- **What the exercise asks**: Return exactly the lines that run from the one containing "Where can the cilantro stem" to the end of the entries, with both ends included.

(Records from a data source)
··········
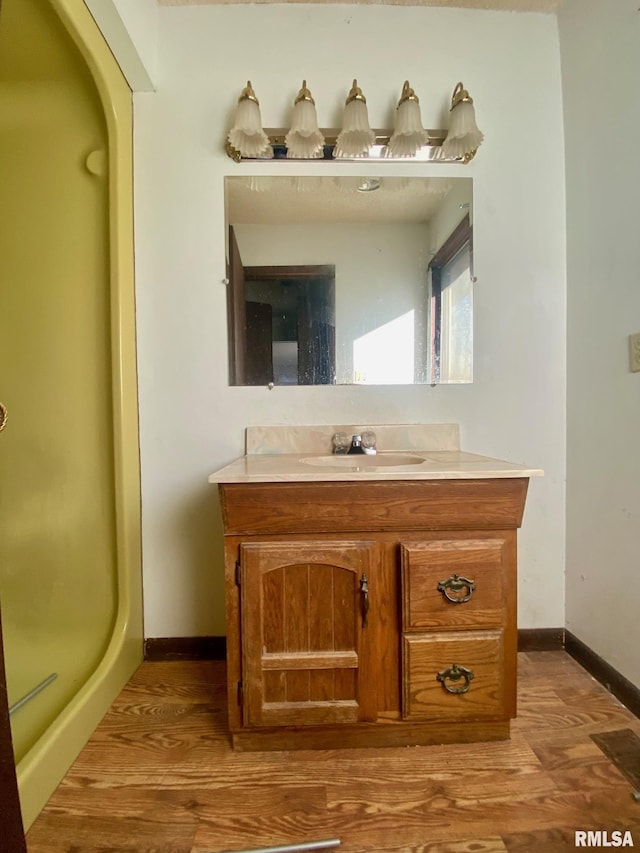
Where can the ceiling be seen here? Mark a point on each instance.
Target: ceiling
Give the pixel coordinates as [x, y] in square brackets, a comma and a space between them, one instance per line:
[284, 200]
[547, 6]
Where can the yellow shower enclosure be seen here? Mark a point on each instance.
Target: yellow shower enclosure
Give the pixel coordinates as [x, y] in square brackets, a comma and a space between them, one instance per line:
[70, 584]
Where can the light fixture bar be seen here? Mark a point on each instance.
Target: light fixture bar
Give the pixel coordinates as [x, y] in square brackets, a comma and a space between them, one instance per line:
[428, 152]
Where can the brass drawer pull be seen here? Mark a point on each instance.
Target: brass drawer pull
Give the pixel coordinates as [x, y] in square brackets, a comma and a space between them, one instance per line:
[364, 592]
[456, 584]
[455, 673]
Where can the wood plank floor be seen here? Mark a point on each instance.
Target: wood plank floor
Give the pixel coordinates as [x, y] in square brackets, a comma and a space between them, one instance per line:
[159, 776]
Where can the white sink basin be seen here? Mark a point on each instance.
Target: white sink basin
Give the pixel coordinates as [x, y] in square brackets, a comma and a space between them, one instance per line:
[362, 461]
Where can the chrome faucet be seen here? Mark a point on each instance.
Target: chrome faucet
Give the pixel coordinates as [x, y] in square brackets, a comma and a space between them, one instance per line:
[365, 443]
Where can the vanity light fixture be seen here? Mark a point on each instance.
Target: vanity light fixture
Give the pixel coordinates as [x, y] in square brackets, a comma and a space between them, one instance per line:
[356, 137]
[247, 136]
[464, 136]
[408, 135]
[304, 140]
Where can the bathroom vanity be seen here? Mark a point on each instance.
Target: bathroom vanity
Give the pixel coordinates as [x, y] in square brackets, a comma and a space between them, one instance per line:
[371, 600]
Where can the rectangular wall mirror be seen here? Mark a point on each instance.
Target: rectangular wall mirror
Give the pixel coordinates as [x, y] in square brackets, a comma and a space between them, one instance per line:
[349, 280]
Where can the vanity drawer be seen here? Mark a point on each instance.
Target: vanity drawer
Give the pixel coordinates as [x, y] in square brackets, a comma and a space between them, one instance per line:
[453, 676]
[454, 583]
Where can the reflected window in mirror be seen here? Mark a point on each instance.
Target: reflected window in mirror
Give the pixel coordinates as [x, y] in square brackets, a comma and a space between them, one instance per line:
[330, 282]
[451, 284]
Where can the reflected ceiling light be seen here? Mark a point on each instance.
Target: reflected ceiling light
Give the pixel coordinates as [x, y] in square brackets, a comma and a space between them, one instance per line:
[464, 136]
[408, 134]
[304, 140]
[356, 137]
[247, 136]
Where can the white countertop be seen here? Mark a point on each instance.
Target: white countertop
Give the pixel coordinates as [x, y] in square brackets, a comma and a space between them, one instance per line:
[321, 467]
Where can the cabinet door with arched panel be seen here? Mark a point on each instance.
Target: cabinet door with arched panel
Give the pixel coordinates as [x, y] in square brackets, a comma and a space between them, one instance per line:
[306, 659]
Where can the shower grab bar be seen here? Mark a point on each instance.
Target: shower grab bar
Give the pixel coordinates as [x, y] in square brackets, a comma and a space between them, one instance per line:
[32, 693]
[294, 848]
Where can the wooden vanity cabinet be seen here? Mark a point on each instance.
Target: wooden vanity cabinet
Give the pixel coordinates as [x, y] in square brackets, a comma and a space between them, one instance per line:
[371, 613]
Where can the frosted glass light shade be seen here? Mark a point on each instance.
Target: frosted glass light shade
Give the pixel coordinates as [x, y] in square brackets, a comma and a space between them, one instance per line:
[408, 134]
[247, 135]
[304, 140]
[356, 137]
[464, 136]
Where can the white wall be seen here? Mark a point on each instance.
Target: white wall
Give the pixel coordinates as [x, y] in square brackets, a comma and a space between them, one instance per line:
[600, 49]
[191, 421]
[131, 31]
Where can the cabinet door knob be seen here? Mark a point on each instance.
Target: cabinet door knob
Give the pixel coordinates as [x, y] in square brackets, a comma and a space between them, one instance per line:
[364, 597]
[462, 589]
[455, 673]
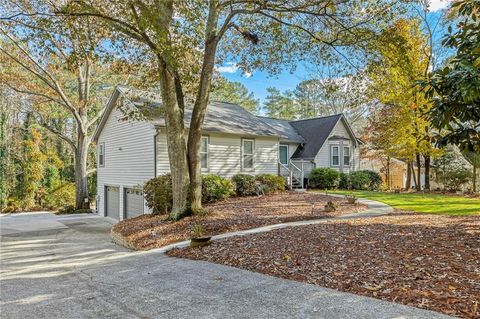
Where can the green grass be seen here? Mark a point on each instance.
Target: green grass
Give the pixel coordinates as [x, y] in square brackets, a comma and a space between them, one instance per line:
[423, 203]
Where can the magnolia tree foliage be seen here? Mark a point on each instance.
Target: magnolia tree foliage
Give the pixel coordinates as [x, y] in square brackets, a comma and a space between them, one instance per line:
[187, 38]
[455, 88]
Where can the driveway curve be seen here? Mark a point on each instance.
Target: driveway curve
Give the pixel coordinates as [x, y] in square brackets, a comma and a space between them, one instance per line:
[68, 268]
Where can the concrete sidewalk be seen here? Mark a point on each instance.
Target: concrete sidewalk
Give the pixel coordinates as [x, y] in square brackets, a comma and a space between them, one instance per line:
[74, 271]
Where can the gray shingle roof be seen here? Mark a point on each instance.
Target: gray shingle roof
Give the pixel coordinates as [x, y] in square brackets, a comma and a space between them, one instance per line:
[315, 132]
[288, 132]
[233, 119]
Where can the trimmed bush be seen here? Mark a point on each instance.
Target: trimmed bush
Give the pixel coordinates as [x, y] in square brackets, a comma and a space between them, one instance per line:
[271, 183]
[158, 194]
[215, 188]
[344, 181]
[360, 180]
[61, 196]
[375, 180]
[324, 178]
[245, 185]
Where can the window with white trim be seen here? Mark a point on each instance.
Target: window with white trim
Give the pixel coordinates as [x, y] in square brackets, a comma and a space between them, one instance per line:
[283, 154]
[346, 156]
[248, 154]
[204, 152]
[101, 155]
[335, 155]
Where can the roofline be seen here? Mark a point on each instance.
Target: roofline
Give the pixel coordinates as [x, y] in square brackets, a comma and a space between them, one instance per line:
[106, 113]
[316, 118]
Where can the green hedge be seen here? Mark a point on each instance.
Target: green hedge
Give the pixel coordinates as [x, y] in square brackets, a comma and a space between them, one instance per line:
[158, 194]
[215, 188]
[245, 185]
[271, 183]
[324, 178]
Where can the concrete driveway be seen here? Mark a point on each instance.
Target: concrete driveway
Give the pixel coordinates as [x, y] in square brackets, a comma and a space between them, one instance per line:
[66, 267]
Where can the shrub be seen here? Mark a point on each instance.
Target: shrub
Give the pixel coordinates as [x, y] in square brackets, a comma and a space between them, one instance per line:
[62, 196]
[344, 181]
[245, 185]
[158, 194]
[456, 178]
[375, 180]
[215, 188]
[271, 183]
[360, 180]
[324, 178]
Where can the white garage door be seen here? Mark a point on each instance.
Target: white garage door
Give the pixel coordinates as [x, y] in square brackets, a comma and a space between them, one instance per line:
[133, 202]
[112, 202]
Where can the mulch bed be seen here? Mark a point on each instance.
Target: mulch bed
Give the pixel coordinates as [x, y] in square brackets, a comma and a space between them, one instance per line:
[237, 213]
[426, 261]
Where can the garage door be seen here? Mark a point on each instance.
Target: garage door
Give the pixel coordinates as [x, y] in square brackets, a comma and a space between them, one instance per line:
[112, 200]
[133, 202]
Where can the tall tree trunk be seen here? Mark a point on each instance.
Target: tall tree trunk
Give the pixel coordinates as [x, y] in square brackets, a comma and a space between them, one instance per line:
[427, 160]
[419, 172]
[177, 149]
[199, 110]
[414, 177]
[409, 176]
[81, 155]
[474, 177]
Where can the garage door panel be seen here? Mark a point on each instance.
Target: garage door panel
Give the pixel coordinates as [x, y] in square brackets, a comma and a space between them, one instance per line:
[112, 195]
[133, 202]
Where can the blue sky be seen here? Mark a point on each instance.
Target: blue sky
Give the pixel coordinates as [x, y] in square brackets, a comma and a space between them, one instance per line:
[259, 81]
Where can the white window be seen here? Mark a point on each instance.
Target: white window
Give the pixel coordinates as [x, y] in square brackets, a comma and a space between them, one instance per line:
[101, 154]
[248, 154]
[346, 155]
[204, 152]
[334, 151]
[283, 154]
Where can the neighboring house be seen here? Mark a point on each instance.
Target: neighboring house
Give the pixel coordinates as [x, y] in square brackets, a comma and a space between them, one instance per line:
[234, 141]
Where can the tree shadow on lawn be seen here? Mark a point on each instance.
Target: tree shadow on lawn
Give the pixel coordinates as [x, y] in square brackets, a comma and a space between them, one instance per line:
[421, 260]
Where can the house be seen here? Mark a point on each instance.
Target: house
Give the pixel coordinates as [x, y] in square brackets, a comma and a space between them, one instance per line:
[132, 151]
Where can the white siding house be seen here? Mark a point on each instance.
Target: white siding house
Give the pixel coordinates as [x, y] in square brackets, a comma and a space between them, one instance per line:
[130, 152]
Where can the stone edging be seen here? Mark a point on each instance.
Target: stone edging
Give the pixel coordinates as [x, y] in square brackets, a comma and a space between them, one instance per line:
[374, 208]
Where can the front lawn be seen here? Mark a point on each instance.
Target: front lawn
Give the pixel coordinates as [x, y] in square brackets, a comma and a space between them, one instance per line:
[422, 260]
[422, 202]
[236, 213]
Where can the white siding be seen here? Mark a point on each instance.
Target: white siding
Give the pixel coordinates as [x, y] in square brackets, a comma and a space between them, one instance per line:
[224, 155]
[323, 156]
[129, 156]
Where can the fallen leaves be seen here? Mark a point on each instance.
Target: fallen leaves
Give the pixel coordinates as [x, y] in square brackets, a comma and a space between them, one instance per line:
[421, 260]
[237, 213]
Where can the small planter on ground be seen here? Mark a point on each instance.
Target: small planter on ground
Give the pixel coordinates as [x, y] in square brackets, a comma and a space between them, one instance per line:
[199, 238]
[330, 207]
[351, 199]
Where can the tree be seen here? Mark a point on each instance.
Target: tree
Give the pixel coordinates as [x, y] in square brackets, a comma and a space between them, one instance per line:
[54, 59]
[259, 34]
[455, 88]
[474, 160]
[401, 62]
[234, 92]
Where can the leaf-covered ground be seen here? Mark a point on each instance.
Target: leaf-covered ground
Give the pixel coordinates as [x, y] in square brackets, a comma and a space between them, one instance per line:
[427, 261]
[237, 213]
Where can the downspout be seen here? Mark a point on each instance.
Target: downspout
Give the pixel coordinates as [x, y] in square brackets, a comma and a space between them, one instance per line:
[155, 152]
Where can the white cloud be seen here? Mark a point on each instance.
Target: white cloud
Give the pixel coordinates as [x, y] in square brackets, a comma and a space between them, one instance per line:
[436, 5]
[229, 67]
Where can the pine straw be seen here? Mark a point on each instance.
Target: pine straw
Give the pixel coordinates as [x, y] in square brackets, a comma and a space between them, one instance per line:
[238, 213]
[421, 260]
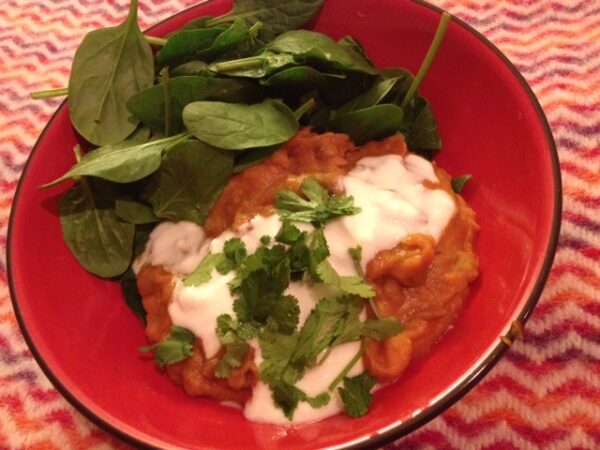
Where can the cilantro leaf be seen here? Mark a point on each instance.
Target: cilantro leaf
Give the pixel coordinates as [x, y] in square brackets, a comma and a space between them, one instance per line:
[319, 207]
[174, 348]
[323, 325]
[234, 251]
[356, 394]
[458, 183]
[318, 401]
[350, 284]
[203, 272]
[289, 234]
[236, 350]
[276, 349]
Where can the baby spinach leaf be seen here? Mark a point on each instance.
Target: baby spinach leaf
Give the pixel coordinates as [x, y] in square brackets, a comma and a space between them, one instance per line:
[123, 164]
[110, 65]
[420, 128]
[133, 299]
[184, 45]
[101, 242]
[276, 17]
[238, 127]
[375, 122]
[191, 177]
[149, 104]
[373, 96]
[134, 212]
[310, 46]
[237, 33]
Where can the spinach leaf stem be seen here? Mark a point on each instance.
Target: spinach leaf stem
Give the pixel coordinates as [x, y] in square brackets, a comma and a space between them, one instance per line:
[429, 57]
[236, 64]
[160, 42]
[50, 93]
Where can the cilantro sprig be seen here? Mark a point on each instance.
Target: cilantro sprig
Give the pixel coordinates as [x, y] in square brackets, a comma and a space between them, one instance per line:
[318, 207]
[264, 311]
[174, 348]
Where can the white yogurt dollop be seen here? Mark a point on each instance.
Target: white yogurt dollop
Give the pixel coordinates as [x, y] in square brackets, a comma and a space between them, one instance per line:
[394, 203]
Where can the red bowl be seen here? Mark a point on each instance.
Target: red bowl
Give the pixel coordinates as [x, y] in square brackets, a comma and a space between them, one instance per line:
[86, 340]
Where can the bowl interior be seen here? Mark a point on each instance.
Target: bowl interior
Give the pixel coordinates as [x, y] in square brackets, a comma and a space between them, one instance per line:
[86, 339]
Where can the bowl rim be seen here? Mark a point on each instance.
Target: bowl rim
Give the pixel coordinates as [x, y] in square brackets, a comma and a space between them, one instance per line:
[442, 402]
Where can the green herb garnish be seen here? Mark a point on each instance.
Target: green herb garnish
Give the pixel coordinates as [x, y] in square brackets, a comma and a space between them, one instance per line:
[174, 348]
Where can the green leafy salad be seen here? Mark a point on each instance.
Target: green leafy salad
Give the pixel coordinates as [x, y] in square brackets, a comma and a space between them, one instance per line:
[168, 121]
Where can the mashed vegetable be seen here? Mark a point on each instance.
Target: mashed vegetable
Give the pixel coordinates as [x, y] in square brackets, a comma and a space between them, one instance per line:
[416, 237]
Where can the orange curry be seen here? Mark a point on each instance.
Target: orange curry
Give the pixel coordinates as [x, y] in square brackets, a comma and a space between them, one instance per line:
[421, 283]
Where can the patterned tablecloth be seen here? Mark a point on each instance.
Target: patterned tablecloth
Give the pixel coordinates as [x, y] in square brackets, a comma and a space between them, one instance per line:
[545, 393]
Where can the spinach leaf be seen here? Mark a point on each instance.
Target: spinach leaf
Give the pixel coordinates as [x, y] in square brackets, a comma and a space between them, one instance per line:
[420, 128]
[200, 22]
[149, 104]
[123, 164]
[201, 44]
[237, 33]
[110, 65]
[257, 66]
[101, 242]
[298, 76]
[276, 17]
[133, 299]
[367, 124]
[371, 97]
[199, 68]
[237, 127]
[191, 177]
[310, 46]
[184, 45]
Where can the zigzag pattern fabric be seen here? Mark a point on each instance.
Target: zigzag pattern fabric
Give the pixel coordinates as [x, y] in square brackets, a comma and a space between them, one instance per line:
[545, 393]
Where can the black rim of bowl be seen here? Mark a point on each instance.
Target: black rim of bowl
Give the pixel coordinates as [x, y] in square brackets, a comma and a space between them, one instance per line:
[427, 414]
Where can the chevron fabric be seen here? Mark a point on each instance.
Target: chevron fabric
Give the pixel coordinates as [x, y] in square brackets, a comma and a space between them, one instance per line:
[545, 393]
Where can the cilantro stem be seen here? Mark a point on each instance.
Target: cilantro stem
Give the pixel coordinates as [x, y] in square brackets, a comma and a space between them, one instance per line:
[160, 42]
[356, 255]
[429, 57]
[49, 93]
[349, 366]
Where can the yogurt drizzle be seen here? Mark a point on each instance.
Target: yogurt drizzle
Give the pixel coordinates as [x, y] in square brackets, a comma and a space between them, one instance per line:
[394, 203]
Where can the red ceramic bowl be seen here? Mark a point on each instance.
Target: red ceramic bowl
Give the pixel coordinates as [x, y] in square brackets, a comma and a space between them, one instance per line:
[86, 340]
··········
- **The solution**:
Where can the cilantro stem be seen here? Mark a point on each instance.
Target: cilantro stem
Give the pixel coordinates as [x, y] in square brackets, a comma and a space between them, one instance per line:
[160, 42]
[356, 255]
[429, 57]
[49, 93]
[349, 366]
Where can the yogurt drizzle be seen here? Mark a point on each instance.
Target: yogurt drizzle
Give the pixel coordinates as [x, y] in square brackets, a comma and a space between them, one instance per line:
[394, 203]
Where can the red ceramic bowl be seen here? Mark a point on each instance.
Target: red ceramic bowl
Give the pixel coordinates as [x, y] in square brackets, a comma and a space between them, one instance per line:
[86, 340]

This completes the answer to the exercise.